**What needs to be done:** Reproduce every line, starting at the row that contains "TARGET = truck roof" and continuing through the final row. Shift each answer coordinate by adding -83 to both its x and y values, and leave all other lines unchanged.

**Entries:**
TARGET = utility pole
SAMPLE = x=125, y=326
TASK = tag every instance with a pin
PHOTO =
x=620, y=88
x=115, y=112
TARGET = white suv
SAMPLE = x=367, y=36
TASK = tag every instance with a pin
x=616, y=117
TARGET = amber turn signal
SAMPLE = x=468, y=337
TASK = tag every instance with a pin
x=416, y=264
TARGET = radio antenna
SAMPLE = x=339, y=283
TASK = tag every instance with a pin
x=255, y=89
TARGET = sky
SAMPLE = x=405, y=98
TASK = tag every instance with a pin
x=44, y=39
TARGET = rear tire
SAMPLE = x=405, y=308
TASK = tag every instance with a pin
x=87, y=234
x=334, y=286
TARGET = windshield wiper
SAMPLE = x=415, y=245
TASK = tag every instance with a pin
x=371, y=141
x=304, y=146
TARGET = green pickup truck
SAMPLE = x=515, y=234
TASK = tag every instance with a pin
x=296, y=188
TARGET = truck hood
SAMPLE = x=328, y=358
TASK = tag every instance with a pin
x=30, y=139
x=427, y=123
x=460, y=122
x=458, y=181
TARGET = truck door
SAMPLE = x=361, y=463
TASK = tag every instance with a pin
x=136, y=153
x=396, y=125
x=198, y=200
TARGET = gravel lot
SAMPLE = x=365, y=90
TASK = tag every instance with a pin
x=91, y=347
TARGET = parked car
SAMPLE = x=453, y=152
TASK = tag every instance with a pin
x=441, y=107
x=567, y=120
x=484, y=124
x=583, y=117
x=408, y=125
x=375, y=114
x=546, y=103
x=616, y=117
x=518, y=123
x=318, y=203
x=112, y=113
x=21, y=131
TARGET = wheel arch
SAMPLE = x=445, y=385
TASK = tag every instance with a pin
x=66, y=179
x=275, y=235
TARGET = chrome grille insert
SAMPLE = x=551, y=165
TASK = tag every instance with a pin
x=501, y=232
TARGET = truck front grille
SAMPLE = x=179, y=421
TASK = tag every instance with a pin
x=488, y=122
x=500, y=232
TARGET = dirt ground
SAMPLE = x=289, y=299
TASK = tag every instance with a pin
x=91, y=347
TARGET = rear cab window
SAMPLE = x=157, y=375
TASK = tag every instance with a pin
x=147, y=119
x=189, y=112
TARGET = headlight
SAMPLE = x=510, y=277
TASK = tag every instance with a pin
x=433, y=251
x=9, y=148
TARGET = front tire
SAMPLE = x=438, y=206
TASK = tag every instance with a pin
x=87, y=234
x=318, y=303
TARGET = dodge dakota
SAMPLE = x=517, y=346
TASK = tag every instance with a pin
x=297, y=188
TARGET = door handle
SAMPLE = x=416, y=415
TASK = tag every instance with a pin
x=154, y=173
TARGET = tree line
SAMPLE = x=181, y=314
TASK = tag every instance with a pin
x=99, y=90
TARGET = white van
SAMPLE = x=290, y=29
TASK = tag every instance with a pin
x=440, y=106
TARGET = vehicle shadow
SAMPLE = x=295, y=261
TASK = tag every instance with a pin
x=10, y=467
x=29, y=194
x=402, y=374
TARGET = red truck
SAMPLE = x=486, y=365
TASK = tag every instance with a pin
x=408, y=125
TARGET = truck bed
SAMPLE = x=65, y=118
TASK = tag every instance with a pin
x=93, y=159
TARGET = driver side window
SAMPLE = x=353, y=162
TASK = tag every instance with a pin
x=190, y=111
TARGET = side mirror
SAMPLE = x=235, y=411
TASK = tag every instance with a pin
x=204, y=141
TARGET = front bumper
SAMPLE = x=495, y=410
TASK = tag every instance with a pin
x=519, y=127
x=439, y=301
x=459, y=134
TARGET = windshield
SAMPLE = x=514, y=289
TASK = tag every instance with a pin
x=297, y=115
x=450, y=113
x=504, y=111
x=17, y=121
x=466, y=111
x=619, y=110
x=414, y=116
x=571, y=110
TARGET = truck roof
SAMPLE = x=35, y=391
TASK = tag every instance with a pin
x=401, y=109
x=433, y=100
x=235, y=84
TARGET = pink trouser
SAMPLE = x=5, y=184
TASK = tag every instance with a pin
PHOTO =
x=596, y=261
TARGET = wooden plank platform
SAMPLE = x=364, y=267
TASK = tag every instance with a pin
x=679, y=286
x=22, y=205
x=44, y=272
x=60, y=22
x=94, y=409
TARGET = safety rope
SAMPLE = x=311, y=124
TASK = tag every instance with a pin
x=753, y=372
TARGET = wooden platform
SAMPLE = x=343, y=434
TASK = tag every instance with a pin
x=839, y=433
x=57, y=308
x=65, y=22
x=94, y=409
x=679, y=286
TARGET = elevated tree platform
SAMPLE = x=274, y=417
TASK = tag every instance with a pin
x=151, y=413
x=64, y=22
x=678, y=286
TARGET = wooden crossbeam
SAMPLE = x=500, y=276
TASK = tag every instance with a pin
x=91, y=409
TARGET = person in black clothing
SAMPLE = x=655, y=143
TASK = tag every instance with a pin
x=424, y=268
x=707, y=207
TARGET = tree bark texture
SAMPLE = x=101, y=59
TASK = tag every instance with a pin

**Written reply:**
TARGET = truck roof
SAMPLE = x=35, y=391
TASK = tag every instance with a pin
x=318, y=26
x=350, y=17
x=152, y=1
TARGET = pink trouser
SAMPLE = x=5, y=184
TASK = tag every instance with a pin
PHOTO =
x=513, y=178
TARGET = wooden plank platform
SAMPLE = x=364, y=267
TASK = tag every instance with a pin
x=596, y=203
x=-61, y=122
x=-39, y=189
x=-23, y=-61
x=11, y=326
TARGET = safety rope
SAMPLE = x=311, y=124
TASK = tag every instance with a pin
x=670, y=289
TARGET = wooden platform
SAMPLE = x=343, y=434
TASK = tag every instance with a pin
x=756, y=350
x=-26, y=225
x=-18, y=-61
x=11, y=326
x=596, y=203
TARGET = elevated tree platform
SAMPLE = x=274, y=417
TASK = tag every instance with a pin
x=68, y=330
x=-19, y=-61
x=595, y=203
TARGET = wooden crossbeam
SAMPLE = x=500, y=276
TASK = tag every instance with a pin
x=8, y=326
TARGET = person in black clothing
SAMPLE = x=655, y=143
TASK = tag every instance with a pin
x=341, y=185
x=624, y=124
TARGET = tree bark texture
SAMPLE = x=101, y=59
TASK = tag every instance with a pin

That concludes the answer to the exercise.